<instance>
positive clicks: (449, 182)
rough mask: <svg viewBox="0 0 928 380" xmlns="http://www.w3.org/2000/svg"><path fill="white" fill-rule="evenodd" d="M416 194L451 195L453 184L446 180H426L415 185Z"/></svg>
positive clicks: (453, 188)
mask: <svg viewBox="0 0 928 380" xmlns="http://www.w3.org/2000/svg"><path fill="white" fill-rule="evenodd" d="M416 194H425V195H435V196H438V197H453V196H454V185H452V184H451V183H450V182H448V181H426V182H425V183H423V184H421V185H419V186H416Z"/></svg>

(Requirement): Retype the whole listing, matching it exactly.

(Exercise response):
<instance>
positive clicks: (449, 182)
rough mask: <svg viewBox="0 0 928 380" xmlns="http://www.w3.org/2000/svg"><path fill="white" fill-rule="evenodd" d="M416 194L451 195L453 184L446 180H426L415 185Z"/></svg>
positive clicks: (453, 188)
mask: <svg viewBox="0 0 928 380" xmlns="http://www.w3.org/2000/svg"><path fill="white" fill-rule="evenodd" d="M416 194H425V195H435V196H438V197H453V196H454V185H452V184H451V183H450V182H448V181H426V182H425V183H423V184H421V185H419V186H416Z"/></svg>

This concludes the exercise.